## Goals
- 1) In the article on trail romance, where and when did Magpie begin the Pacific Northwest Trail?
- 2) Reproduce verbatim the stretch of the trail romance article from "The two long-distance" through "zealous young couple.".

## Document text
--------------------

The first night Magpie asked Constantine to make out, he demurred—at least initially.
The two long-distance hikers had met ten days or so into a thru-hike of the remote Pacific Northwest Trail (PNT). For three weeks they burned through the miles and, that night, crammed into a double bed in a stranger’s house in Washington, they were much too exhausted—or so Ryan “Constantine” Bunting thought—for a first kiss. “We did make out,” remembers Dana “Magpie” Pica, with a laugh. “But we realized we were both so sore that we just went to sleep.”
Before beginning the PNT in Montana’s Glacier National Park in June 2019, Magpie had endured a breakup. She’d had on-trail romances before, and Constantine, she thought, was funny and handsome enough for a rebound fling—some “trail tail,” she kids. Their biggest challenge soon became privacy, or finding enough time and space away from other hikers to be like any other zealous young couple.
“There are certain things you don’t do after being on trail for six days—like, you don’t put your mouth anywhere interesting,” Magpie laughs. “But we’re both gross, so who cares?”
Indeed, love—or, at the very least, lust—is more common on long trails than guidebooks or the Guthook app comments section might lead you to believe. So long as it doesn’t get predatory, pink-blazing (when a hiker speeds up or slows down to hike with a crush) is a prime trail pastime. Rumors of romance and quarrels of trail couples become soap-opera fodder, gossip that allows people to while away hours of pointless ups and downs. I once watched a man pitch his tent at the bottom of a hill during a deluge because he was irate that his girlfriend had outpaced him. Later that night, delighting in schadenfreude, we marveled as he frantically scooped water from his flooded tent with a cook pot while she slept in the shelter. I laugh about it two years later.

--------------------

## Data excerpts
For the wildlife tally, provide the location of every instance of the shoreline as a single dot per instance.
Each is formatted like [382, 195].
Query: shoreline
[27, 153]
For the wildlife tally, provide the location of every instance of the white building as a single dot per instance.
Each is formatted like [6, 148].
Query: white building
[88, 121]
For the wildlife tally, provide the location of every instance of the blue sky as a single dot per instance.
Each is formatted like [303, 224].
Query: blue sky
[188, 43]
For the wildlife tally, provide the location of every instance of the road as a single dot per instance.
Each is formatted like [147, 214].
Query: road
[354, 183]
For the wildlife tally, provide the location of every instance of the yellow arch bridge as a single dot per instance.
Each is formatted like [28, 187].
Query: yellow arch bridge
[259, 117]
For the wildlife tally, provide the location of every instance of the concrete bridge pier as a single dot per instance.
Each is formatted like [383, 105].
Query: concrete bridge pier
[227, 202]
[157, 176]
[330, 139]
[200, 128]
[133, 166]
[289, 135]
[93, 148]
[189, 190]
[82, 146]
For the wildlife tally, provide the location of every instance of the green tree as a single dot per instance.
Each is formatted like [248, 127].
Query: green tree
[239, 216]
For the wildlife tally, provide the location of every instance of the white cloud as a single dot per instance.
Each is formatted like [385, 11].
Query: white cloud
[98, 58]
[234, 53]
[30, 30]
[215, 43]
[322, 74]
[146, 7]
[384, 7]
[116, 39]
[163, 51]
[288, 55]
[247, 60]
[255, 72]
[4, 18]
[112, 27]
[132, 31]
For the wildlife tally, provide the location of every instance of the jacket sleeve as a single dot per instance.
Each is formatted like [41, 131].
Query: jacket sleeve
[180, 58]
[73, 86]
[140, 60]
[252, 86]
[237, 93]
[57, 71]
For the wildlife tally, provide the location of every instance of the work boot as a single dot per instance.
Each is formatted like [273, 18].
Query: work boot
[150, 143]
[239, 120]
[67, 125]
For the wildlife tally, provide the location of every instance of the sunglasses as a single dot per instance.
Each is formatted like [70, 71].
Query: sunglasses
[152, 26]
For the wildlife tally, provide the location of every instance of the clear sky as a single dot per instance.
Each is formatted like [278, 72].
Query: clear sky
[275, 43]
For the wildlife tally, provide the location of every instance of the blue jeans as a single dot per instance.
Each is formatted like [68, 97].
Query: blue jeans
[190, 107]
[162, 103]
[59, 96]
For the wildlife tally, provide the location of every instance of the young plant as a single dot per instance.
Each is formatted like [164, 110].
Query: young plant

--------------------

## Task-by-task solutions
- 1) In Montana’s Glacier National Park in June 2019.

- 2)
The two long-distance hikers had met ten days or so into a thru-hike of the remote Pacific Northwest Trail (PNT). For three weeks they burned through the miles and, that night, crammed into a double bed in a stranger’s house in Washington, they were much too exhausted—or so Ryan “Constantine” Bunting thought—for a first kiss. “We did make out,” remembers Dana “Magpie” Pica, with a laugh. “But we realized we were both so sore that we just went to sleep.”
Before beginning the PNT in Montana’s Glacier National Park in June 2019, Magpie had endured a breakup. She’d had on-trail romances before, and Constantine, she thought, was funny and handsome enough for a rebound fling—some “trail tail,” she kids. Their biggest challenge soon became privacy, or finding enough time and space away from other hikers to be like any other zealous young couple.